Mário Sérgio
Alguns pontos do nosso planeta têm baixíssima densidade demográfica por razões climáticas, como é o caso dos polos glaciais, dos tórridos ou altamente salinizados desertos, como o Saara na África e o Salar de Uyuni, na Bolívia. Também há regiões inóspitas em decorrência, por exemplo, de vazamentos radioativos, que as torna, mesmo temporariamente, arriscadas à saúde e à preservação da vida. Portanto, devem ser evitadas. Há casos recentes, bastante divulgados pelas mídias, na Rússia e no Japão. E, mais antigo um pouco, já quase esquecido, o incidente com Césio-157, de Goiânia, Brasil, ainda que a área afetada fosse bem menor que os estrangeiros.
Curiosamente, o termo “desertar” que em princípio deveria aludir a um direcionamento ao deserto, na verdade indica a fuga de obrigações militares, especialmente em tempos conflagrados, abandono do dever.
A falta de sentido, de estímulo, de relações, torna a vida vazia, como na poesia de Olavo Bilac, mais conhecida na versão de L Ramos G, em castelhano, “Solar Desierto”. A longa busca solitária por aquilo que torna o viajante humano, pode encontrar um doloroso vácuo; uma casa deserta.
Também a vida pode se tornar deserto, quando morrem os sonhos, quando não se tem mais esperanças, quando projetos e planos se perdem no tempo e, às vezes, até das lembranças.
Trazemos o tema para levantar uma questão importante para as PcD. Recentemente uma senhora muito culta, mãe, pedagoga, escritora e cadeirante, depois de algum tempo fora do mercado de trabalho em consequência de longo tratamento de saúde, foi nomeada para o cargo de recepcionista num grande estádio, no DF. É bem verdade que a sua qualificação estava muito além das exigências comuns ao preenchimento desta vaga.
---
Lista de tarefas:
A) Segundo o texto sobre desertos, por que as regiões atingidas por vazamentos radioativos devem ser evitadas? Responda em uma a três frases.
B) Dê continuidade ao texto sobre desertos a partir da última frase apresentada.
As entradas não têm relação com o texto sobre desertos.

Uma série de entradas
---
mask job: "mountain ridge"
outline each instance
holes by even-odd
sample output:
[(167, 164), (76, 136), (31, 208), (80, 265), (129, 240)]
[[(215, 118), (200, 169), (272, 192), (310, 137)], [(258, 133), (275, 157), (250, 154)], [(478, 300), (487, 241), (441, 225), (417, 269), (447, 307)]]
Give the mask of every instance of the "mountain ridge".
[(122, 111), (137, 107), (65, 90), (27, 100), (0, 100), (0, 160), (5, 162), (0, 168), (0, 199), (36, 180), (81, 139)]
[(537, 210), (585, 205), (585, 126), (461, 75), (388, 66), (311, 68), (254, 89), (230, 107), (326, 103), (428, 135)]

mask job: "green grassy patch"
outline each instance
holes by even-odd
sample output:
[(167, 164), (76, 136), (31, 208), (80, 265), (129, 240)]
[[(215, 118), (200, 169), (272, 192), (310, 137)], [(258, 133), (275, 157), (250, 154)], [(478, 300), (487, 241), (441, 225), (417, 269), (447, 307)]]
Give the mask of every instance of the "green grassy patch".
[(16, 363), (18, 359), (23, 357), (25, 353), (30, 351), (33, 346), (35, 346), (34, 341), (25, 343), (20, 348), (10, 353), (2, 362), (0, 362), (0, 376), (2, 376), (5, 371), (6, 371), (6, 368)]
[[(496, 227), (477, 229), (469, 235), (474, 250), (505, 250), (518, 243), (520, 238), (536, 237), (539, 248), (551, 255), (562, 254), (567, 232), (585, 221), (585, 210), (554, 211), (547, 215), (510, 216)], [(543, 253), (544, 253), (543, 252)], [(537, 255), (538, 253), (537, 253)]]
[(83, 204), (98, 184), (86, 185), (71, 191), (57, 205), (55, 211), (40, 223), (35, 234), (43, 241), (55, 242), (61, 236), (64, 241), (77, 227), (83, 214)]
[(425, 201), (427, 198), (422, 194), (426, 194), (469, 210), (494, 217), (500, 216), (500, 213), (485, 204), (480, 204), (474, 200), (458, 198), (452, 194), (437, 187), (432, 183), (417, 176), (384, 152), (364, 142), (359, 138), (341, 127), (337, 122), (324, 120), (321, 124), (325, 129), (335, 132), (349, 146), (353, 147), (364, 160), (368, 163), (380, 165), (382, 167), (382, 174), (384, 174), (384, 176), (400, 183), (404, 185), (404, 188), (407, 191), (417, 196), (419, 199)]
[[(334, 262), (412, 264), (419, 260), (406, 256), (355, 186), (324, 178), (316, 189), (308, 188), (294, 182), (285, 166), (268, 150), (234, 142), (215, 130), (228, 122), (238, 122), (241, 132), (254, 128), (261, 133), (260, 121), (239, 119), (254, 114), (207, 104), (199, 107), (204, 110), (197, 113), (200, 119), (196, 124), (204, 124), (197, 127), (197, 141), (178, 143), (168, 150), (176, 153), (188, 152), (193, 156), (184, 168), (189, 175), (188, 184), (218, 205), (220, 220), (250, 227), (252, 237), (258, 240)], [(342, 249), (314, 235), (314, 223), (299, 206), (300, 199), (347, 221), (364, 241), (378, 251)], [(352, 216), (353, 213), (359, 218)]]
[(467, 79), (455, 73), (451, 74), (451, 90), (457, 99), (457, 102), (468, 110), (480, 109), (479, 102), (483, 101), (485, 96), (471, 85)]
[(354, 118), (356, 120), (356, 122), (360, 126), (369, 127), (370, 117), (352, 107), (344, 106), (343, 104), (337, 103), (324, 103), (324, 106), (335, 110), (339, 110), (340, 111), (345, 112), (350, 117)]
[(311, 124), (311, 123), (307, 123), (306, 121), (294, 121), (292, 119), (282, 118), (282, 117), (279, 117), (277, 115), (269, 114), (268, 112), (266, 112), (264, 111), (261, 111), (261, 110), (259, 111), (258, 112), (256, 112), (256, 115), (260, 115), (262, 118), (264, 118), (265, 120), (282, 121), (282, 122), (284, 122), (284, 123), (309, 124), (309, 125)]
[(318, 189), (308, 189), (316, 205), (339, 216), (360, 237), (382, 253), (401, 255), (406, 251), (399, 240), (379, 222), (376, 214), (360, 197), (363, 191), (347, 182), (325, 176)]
---
Respostas das tarefas:
A) Porque os vazamentos tornam essas regiões, mesmo que temporariamente, arriscadas à saúde e à preservação da vida.

B)
Usando uma expressão bem mineira, “a cavalo dado não se olha os dentes”. O que implica dizer que a “oportunidade”, não deveria ser dispensada, afinal, retornar ao mercado seria o primeiro passo para a retomada até que pudesse dispor de seu grande talento e potencial ao nível de suas competências. A remuneração parecia afronta: apenas três quartos de um salário mínimo. Ainda assim, houve quem se indispusesse, por razões torpes, como a imagem de uma PcD cadeirante na recepção do edifício, ou o seu franco sotaque nordestino. A meu ver, são atributos que elucidam importantes atos de cidadania para a entidade; mas a eles, incomodou. É estranho observar como ainda há pessoas, inclusive em cargos de mando, com mentalidade tão tacanha e preconceituosa. Pessoas que, pelas vendas escuras da ignorância, não conseguem ver o mundo para além de suas próprias deficiências sociais, morais e humanas. Chefetes com síndrome do pequeno poder, de aura arenosa, de alma vazia e vida desértica.
Gente com tamanha arrogância que se precipitam em tentar lançar os outros ao subespaço das carências.
Para muitas PcD, resta a dor de se ver alijado de oportunidades e sucessos, apesar de suas habilidades e conhecimentos, do amor que são capazes de dispor aos outros através de seu empenho e dedicação.
Um dia, talvez, o saber surpreenderá com flores tanto deserto.
Excelente reflexão e um enfrentamento a realidade, de que muitos vivem ainda a margem da sociedade, em virtude de alguma deficiência física e enfrentam barreiras, quase intransponíveis de pessoas, que deveriam ser sensíveis a essa causa, tão humana..
Parabéns, por abordar esse tema, tão vigente…
Obrigado, Valquírio.
Abraços.
Só resta abraçar fazendo alguns momentos mais ternos.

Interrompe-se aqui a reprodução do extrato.